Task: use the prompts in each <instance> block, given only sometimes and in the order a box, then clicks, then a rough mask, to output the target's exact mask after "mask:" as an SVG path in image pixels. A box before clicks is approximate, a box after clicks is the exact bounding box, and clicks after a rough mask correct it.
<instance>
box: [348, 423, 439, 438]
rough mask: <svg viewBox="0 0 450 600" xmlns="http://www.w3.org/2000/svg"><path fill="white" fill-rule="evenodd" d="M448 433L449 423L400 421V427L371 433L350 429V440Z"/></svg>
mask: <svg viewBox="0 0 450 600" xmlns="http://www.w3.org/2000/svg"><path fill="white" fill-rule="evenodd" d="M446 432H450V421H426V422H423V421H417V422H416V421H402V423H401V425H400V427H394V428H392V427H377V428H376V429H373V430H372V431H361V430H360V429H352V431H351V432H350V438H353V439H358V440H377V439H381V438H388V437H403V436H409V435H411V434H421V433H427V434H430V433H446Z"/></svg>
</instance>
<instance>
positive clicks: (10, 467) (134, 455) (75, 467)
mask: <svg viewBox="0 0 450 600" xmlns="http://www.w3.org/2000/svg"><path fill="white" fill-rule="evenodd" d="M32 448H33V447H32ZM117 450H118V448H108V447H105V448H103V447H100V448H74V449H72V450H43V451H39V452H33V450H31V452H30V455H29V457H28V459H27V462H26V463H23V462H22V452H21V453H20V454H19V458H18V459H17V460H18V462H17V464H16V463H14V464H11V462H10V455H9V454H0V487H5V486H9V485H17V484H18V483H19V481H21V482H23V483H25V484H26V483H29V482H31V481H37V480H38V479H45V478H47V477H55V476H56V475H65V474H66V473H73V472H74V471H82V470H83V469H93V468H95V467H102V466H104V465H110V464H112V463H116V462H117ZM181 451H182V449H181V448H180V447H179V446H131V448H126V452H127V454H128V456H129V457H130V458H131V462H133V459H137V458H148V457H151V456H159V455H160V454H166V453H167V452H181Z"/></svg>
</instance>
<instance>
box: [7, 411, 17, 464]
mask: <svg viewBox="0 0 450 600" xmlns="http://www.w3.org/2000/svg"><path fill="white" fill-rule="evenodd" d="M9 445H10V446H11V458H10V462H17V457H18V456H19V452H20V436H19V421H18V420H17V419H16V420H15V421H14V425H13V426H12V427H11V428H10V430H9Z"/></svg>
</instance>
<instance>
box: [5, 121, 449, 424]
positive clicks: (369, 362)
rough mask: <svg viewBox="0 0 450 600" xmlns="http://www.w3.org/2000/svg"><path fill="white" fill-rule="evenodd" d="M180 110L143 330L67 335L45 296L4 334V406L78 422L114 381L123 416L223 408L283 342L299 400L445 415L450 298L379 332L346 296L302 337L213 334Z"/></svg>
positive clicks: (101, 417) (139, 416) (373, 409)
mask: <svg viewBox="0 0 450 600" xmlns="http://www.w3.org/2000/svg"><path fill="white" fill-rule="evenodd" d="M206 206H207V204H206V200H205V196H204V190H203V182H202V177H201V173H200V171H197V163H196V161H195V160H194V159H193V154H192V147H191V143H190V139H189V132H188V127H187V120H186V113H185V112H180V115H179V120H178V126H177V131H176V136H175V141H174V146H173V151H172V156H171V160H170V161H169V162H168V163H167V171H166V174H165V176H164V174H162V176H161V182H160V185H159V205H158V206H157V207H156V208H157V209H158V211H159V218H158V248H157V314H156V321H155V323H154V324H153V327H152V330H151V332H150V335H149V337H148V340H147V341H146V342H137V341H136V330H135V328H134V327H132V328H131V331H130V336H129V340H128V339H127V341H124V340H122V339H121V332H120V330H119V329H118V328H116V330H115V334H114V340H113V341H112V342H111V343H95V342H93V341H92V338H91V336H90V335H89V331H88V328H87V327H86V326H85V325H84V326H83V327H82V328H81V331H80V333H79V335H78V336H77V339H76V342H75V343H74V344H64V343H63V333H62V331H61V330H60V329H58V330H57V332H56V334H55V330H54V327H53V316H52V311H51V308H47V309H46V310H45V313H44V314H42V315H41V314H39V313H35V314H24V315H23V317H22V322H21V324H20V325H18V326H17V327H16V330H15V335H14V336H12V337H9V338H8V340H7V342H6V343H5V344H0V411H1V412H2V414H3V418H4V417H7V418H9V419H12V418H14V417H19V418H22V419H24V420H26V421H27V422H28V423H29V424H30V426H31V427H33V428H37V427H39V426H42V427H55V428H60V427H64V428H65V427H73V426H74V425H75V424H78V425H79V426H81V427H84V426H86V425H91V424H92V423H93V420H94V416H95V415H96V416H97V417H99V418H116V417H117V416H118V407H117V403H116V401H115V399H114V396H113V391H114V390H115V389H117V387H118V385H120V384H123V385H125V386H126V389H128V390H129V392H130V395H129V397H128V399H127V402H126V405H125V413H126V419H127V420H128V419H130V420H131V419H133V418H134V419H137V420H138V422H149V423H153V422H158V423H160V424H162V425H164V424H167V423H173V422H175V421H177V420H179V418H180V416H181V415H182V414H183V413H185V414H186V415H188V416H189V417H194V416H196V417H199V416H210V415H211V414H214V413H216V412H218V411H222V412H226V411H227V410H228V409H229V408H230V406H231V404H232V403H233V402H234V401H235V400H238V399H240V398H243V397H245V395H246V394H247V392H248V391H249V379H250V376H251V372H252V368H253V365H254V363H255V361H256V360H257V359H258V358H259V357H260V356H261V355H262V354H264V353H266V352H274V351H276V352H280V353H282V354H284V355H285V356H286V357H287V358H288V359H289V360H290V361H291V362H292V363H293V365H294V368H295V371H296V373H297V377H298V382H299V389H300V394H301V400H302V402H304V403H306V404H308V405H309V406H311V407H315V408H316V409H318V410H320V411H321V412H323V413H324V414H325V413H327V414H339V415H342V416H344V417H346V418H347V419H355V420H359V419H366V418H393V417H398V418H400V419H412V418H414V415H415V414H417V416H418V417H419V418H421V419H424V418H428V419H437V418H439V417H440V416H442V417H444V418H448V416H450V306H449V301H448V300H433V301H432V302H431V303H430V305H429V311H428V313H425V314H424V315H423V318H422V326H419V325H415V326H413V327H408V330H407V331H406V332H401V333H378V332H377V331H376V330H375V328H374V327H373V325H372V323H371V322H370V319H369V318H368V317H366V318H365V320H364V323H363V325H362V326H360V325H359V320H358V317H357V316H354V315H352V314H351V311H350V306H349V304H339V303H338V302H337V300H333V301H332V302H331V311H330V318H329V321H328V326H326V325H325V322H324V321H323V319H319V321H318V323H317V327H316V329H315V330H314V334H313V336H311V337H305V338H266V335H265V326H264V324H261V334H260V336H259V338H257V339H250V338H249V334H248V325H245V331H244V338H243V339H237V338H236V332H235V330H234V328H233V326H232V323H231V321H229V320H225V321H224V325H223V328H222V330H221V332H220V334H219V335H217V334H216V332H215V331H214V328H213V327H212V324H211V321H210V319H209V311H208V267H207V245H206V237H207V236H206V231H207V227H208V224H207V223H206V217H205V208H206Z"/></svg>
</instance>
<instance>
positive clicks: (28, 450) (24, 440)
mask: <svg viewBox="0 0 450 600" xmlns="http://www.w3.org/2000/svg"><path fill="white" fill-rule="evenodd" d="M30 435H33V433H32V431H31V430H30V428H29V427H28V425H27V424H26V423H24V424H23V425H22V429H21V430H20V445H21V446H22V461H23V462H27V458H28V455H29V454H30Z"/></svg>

▬▬▬▬▬▬

Activity: Pull out every line from the items above that contains the string "positive", treating uppercase and lowercase as different.

Solved exercise:
positive clicks: (10, 467) (134, 455) (75, 467)
positive clicks: (369, 362)
positive clicks: (101, 417) (139, 416) (373, 409)
positive clicks: (28, 450) (24, 440)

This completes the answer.